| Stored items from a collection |
═══

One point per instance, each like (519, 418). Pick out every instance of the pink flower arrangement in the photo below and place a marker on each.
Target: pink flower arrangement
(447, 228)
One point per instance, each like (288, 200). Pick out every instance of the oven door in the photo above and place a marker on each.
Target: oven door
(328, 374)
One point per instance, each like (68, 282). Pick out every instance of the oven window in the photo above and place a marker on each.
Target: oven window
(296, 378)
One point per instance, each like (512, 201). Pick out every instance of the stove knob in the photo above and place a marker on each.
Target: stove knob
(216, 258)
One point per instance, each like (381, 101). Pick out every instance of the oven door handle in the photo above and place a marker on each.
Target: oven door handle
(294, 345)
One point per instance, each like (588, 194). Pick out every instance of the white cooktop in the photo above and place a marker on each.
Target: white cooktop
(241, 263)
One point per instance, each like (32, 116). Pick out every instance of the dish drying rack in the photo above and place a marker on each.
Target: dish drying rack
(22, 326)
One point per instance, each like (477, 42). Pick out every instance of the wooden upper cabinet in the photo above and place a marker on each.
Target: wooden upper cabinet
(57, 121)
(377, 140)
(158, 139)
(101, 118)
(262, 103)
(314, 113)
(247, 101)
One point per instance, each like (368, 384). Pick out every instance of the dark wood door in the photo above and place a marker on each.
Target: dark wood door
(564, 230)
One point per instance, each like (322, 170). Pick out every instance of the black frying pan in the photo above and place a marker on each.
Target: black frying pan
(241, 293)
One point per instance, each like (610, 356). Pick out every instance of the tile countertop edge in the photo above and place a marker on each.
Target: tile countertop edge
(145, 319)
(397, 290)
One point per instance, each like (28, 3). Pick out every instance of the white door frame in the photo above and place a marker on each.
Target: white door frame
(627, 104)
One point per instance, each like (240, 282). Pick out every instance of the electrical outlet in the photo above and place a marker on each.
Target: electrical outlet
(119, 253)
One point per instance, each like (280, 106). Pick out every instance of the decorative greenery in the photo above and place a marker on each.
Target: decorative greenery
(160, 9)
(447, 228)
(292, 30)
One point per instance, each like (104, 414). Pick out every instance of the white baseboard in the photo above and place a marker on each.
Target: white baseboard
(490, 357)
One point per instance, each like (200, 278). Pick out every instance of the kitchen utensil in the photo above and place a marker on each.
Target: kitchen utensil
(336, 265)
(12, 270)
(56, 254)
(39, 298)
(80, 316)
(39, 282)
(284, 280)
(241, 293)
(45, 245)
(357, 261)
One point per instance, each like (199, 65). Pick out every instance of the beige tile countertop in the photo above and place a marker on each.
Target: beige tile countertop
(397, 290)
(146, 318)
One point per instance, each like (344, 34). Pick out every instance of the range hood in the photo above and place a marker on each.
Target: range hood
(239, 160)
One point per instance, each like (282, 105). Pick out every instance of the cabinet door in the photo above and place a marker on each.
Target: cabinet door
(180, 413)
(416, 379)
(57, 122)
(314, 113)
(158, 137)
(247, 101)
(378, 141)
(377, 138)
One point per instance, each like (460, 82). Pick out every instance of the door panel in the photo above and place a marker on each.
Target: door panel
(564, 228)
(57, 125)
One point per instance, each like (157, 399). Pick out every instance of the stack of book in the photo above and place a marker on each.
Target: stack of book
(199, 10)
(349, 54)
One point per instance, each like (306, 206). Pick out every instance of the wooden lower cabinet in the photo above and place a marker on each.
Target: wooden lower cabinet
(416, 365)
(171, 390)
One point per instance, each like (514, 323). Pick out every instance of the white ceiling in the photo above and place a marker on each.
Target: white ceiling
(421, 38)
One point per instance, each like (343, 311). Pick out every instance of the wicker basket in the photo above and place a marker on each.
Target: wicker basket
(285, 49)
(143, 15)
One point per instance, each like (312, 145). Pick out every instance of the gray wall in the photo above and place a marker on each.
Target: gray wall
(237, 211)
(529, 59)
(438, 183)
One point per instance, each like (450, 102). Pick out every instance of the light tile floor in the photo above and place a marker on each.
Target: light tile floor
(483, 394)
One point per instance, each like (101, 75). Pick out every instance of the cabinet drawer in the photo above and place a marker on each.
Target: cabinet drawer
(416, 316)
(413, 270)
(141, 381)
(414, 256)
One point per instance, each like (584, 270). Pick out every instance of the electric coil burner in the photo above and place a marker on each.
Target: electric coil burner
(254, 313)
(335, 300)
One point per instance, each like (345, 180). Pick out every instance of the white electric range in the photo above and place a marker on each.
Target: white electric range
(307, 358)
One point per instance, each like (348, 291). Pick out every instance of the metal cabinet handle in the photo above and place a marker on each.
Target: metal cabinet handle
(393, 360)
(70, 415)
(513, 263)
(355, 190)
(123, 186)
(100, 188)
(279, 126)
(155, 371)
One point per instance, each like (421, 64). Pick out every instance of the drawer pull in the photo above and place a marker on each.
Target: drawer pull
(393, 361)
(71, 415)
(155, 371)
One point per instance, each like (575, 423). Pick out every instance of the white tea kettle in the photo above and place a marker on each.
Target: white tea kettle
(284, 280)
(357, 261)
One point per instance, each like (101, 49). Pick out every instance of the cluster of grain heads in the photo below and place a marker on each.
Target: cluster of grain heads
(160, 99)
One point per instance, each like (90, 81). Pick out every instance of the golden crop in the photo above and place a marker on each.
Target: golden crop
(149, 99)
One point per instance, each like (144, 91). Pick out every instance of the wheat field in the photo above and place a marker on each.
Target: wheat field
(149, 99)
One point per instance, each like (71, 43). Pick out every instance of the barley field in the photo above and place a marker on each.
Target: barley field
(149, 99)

═══

| AIM |
Write the lines out exactly, from the one with "One point per instance, each like (575, 423)." down to the last line of the listing, and leave out all others.

| OUTPUT |
One point per instance, each like (575, 423). Pick out every instance of the white tea kettle in the photo above and place a marker on each.
Target: white tea kettle
(284, 280)
(357, 261)
One point per instance, each like (101, 49). Pick out every instance of the cluster of grain heads in the photo below and place a marker on each.
Target: cluster of grain heads
(160, 99)
One point per instance, each like (90, 81). Pick out every instance of the golden crop in the photo above and place a marker on each.
Target: golden crop
(149, 99)
One point per instance, each like (144, 91). Pick out every instance of the wheat field in the photo above and place a marker on each.
Target: wheat field
(149, 99)
One point per instance, each like (71, 43). Pick out every instance of the barley field in the photo above and place a marker on each.
Target: barley field
(149, 99)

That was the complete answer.